__SUPPLIED PASSAGE__.
┏━━

Preliminary Analysis

3.1

Comparing Firm Size Distribution Across Countries

The empirical analysis in this paper compares the association between innovation and
firm size across different countries by regressing innovation on an interaction of firm size
with financial development. Since firm size is measured in absolute terms and in the
same unit across countries, the interpretation of the coefficient on the interaction term
is less clear if size distribution varies significantly across countries. Figure 1 addresses
this concern by comparing the size distribution of firms in the data across countries
grouped by financial development. It depicts estimates of the size distribution in each of
four randomly picked major industry groups for two sets of countries, those above and
below the median value of PvtCredit.13 It is apparent that in all four industries, there
is no significant difference in the size distribution across the two sets of countries. The
same is true of other industries, lending credence to the interpretation of the interaction
term as a measure of the association between finance and relative innovation by small
firms.
3.2

Preliminary Evidence


In this section I present four patterns in the data which are suggestive of the hypothesis.
First, firms doing R&D are more intensive users of bank finance. As mentioned in
the introduction, prior evidence on the sources of funding for R&D is mixed. Banks
are the main source of R&D financing in European countries, and a significant one in
the United States. However, small innovative startups are also financed by the venture
capital industry, particularly in the US (Hall (2005)). While I lack data on the source
of funding for R&D, I can compare financing patterns in firms doing R&D to those not
doing R&D. Table 4 looks at the percentage of new firm investment financed according
to source. For each source, this percentage is regressed on R&D and country-industry
dummies. The regressions show that compared to other firms, those that engage in
R&D have significantly higher percentages of new investment financed by domestic
banks, foreign banks and by government funds. They have a lower percentage financed
12 For the most part, there was a one to one correspondence between Rajan and Zingales’s industry groups and my
2-digit ISIC categories. In those industries for which this was possible, a finer matching was achieved using my data on
the firm’s product category.
13 These are kernel density estimates of the logarithm of firm sales.

7


by internal funds, while there is no statistically significant difference by R&D status in
equity financing. I also find that these patterns hold equally for both small and large
firms.14 Thus, R&D activity certainly seems to be associated with bank funding, while
the association with equity is unclear.
Second, there is evidence in the data that small firms report stronger financial
obstacles than large firms. Surveyed firms were asked to rate finance as an obstacle to
growth, and on average smaller firms’ ratings were higher. Being a subjective rating,
this is open to the interpretation that small firms simply complain more. Nevertheless,
unless this tendency to complain varies differentially by size across countries, it is
interesting to note that the higher rating by small firms is less pronounced as we move

to countries at higher levels of financial development. Table 5 regresses firm rating
of financial obstacles on firm size interacted with private credit/GDP. Controlling for
country-industry effects, the tendency of smaller firms to complain more about access
to finance falls as PvtCredit rises.

┗━━

__DATA SEGMENT__.

┏━━

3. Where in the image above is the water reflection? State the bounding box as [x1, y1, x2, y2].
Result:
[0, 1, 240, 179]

┗━━

__INSTRUCTIONS__.
A) Please translate this sentence from the passage on firm size and innovation into Spanish: "Second, there is evidence in the data that small firms report stronger financial obstacles than large firms."
B) In the passage on firm size and innovation, what is named as the main source of R&D financing in European countries?

__WRITTEN ANSWERS__.
A) En segundo lugar, hay evidencia en los datos de que las empresas pequeñas reportan mayores obstáculos financieros que las empresas grandes.

B) Banks.